### Instructions for the task
Find every line in the records below that contains the string "stem" and copy each of those lines. Case counts.

### Data supplied
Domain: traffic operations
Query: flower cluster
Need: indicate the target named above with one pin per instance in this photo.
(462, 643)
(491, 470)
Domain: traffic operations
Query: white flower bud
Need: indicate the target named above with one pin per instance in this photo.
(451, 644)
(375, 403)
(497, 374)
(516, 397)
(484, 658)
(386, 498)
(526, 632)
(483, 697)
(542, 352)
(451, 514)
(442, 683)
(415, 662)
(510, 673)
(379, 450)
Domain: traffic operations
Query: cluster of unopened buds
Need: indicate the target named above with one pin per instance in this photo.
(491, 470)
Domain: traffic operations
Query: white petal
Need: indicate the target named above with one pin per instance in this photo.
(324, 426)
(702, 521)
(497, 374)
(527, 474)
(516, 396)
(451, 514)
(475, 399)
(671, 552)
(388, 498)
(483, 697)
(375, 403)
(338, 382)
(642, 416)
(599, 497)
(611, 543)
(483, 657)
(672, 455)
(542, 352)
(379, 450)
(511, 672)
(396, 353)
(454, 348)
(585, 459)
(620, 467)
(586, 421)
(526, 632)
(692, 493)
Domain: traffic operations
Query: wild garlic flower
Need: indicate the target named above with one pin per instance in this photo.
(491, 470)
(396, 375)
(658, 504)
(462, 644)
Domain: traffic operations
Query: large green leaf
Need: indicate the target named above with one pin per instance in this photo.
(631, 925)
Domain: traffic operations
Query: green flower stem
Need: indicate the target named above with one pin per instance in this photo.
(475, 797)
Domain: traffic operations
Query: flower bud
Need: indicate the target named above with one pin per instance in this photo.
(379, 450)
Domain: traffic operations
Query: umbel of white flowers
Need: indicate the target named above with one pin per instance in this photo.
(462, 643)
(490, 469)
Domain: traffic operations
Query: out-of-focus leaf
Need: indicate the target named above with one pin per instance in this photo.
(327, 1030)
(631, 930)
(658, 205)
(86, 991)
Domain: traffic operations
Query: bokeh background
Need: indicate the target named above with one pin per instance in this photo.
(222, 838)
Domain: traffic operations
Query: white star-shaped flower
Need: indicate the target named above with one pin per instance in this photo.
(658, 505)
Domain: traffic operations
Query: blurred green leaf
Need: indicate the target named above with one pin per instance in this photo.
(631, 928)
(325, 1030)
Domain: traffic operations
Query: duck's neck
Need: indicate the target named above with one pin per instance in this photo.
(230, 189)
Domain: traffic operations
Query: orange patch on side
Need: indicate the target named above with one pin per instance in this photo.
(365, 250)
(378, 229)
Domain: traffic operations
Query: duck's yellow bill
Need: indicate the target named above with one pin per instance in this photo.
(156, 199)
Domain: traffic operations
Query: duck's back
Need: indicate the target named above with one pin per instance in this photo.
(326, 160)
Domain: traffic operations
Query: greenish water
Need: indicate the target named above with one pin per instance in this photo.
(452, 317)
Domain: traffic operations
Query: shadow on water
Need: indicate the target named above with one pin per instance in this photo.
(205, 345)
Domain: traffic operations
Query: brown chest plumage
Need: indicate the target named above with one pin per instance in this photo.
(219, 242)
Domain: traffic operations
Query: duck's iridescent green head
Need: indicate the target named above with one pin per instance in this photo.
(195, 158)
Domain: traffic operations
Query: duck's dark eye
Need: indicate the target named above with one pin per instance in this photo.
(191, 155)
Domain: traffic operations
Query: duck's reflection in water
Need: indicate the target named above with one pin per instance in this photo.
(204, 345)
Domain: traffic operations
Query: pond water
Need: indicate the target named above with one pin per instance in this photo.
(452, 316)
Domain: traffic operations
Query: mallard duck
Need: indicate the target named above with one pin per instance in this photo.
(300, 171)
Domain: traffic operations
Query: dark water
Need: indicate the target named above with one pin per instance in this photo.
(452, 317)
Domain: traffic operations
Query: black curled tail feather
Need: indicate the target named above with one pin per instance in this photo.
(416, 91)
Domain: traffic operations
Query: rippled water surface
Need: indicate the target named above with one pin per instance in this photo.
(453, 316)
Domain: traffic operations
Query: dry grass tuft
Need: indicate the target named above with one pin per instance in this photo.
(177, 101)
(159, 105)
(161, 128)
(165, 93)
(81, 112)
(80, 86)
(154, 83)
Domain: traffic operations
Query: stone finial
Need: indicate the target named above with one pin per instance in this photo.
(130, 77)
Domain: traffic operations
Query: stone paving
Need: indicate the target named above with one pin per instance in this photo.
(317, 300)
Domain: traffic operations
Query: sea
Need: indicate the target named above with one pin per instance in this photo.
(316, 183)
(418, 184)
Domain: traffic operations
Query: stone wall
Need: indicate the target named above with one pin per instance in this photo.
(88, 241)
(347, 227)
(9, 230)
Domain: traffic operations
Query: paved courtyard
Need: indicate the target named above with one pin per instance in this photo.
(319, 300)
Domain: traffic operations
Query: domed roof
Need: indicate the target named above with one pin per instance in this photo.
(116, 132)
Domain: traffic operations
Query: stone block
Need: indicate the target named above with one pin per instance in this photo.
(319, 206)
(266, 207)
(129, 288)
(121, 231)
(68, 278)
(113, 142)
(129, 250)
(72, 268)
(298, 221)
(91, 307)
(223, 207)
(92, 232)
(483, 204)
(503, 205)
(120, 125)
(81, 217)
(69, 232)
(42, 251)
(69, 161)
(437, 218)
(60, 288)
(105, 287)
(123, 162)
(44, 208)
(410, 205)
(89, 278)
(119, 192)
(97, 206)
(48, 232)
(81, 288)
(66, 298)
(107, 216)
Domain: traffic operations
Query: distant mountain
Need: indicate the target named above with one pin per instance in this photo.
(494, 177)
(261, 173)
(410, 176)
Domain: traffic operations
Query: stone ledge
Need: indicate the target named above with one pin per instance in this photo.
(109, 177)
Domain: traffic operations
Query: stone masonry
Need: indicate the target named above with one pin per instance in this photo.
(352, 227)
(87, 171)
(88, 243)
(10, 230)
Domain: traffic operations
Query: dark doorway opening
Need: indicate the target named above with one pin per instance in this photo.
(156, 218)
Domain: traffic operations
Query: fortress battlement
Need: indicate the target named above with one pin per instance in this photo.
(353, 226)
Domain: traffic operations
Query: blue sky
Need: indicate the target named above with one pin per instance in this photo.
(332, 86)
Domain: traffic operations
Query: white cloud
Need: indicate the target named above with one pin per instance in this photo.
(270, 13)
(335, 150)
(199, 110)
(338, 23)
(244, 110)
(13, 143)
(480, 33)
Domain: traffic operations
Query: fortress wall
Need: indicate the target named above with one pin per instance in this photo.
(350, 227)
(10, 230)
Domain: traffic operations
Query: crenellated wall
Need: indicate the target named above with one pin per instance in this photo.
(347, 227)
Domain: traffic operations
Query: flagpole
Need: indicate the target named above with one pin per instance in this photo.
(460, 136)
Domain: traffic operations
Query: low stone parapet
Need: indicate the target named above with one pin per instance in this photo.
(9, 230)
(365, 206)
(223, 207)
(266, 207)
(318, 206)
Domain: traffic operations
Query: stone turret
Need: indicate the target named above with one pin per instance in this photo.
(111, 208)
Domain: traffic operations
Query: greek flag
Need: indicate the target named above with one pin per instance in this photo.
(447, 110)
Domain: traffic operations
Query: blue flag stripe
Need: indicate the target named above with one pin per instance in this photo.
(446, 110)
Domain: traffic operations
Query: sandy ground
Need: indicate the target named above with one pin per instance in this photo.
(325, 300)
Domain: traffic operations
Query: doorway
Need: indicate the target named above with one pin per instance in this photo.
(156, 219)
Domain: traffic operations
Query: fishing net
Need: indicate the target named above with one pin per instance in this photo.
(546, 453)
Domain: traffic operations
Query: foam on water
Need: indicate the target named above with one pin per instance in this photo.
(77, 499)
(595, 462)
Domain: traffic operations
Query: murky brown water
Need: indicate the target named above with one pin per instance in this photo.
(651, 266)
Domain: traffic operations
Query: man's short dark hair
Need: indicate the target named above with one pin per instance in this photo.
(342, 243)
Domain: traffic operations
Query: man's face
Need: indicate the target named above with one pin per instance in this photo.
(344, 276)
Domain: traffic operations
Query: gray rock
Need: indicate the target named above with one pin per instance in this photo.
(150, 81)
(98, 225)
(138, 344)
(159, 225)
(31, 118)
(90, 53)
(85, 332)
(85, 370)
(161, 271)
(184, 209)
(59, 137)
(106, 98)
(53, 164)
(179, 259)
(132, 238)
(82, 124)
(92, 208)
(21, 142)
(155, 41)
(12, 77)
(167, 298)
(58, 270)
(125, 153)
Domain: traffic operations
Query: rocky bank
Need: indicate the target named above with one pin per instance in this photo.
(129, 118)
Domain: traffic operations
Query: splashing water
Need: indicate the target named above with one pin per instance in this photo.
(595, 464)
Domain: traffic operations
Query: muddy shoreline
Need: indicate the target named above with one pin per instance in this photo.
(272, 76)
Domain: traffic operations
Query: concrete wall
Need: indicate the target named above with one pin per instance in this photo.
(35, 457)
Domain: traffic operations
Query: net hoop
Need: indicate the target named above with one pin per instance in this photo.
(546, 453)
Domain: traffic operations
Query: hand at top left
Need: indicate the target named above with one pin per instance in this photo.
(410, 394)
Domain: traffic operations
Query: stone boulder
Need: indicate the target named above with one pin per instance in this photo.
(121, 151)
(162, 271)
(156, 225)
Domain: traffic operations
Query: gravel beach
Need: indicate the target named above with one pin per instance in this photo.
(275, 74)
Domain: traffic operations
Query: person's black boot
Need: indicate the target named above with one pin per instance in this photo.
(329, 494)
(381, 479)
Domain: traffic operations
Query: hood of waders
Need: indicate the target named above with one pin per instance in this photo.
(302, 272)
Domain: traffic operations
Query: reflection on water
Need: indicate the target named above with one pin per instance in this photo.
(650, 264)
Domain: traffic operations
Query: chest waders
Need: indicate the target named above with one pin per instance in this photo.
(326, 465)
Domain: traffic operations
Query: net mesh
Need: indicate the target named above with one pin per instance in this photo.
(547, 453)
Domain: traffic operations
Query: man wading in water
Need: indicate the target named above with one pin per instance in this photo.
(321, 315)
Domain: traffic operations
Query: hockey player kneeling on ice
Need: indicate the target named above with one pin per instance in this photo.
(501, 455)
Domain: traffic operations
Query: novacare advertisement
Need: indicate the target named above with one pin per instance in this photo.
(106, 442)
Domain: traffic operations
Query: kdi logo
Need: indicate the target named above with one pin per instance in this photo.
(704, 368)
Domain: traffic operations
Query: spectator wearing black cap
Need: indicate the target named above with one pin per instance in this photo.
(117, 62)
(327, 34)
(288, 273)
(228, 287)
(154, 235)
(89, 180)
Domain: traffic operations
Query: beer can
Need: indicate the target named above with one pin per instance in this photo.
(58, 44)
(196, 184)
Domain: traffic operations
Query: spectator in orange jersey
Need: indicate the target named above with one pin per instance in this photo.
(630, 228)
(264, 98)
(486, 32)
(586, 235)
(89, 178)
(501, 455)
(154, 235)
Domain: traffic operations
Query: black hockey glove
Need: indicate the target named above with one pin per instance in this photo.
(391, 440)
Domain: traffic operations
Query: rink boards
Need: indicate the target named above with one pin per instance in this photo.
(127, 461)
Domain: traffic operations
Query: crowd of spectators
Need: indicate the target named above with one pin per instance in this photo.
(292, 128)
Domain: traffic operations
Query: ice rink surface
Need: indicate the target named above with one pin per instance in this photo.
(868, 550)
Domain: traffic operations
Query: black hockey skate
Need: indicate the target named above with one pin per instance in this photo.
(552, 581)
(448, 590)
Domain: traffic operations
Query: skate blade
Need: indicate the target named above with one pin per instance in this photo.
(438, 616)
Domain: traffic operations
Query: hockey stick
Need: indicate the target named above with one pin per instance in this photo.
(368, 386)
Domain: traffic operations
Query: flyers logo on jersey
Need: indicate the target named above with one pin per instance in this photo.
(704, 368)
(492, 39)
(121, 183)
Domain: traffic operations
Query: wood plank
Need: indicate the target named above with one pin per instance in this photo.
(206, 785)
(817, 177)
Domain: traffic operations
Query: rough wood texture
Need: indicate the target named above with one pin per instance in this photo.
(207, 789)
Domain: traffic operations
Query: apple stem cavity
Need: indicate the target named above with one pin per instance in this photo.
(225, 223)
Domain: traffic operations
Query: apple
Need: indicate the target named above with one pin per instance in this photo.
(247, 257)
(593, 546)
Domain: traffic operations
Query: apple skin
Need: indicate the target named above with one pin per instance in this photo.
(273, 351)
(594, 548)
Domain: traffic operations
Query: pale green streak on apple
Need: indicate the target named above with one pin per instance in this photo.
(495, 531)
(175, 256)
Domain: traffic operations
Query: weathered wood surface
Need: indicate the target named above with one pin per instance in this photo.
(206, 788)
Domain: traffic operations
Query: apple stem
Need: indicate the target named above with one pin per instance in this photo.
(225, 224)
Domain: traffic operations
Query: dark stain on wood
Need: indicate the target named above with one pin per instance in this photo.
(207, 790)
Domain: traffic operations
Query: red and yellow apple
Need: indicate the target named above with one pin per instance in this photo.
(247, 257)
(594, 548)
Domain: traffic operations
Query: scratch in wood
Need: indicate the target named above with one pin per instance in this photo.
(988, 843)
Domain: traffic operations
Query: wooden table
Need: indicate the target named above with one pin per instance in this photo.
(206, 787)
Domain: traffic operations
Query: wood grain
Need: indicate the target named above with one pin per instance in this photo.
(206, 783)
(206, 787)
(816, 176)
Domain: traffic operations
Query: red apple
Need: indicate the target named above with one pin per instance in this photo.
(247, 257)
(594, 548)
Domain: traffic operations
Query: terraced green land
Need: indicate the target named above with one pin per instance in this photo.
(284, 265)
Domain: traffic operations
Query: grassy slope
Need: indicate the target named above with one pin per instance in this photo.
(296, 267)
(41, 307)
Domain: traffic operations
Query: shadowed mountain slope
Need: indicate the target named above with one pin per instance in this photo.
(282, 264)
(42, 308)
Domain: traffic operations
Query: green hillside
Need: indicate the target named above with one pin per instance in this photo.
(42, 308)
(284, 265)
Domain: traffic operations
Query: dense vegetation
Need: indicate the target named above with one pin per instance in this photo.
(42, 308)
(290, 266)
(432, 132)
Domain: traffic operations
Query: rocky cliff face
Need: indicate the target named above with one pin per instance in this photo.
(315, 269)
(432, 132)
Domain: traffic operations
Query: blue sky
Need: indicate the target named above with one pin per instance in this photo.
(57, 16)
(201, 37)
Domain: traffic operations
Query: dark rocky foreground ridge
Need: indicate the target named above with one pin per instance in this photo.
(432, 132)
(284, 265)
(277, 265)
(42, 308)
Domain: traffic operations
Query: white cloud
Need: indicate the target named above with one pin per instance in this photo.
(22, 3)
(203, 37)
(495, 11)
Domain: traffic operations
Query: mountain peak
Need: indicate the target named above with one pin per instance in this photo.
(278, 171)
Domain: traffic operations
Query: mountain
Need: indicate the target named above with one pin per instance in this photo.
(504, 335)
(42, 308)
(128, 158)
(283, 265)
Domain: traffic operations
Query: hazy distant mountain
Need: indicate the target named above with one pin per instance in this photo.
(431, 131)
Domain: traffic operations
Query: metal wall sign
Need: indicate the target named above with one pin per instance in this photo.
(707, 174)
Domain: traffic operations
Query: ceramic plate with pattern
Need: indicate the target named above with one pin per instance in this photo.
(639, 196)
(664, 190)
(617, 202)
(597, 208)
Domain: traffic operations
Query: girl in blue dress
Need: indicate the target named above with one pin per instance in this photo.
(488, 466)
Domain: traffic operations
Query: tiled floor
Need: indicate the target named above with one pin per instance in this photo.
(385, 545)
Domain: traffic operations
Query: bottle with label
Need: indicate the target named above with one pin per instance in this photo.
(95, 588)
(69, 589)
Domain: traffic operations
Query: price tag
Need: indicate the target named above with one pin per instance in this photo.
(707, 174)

### Finished exercise
Query: green flower stem
Query: apple stem cavity
Query: apple stem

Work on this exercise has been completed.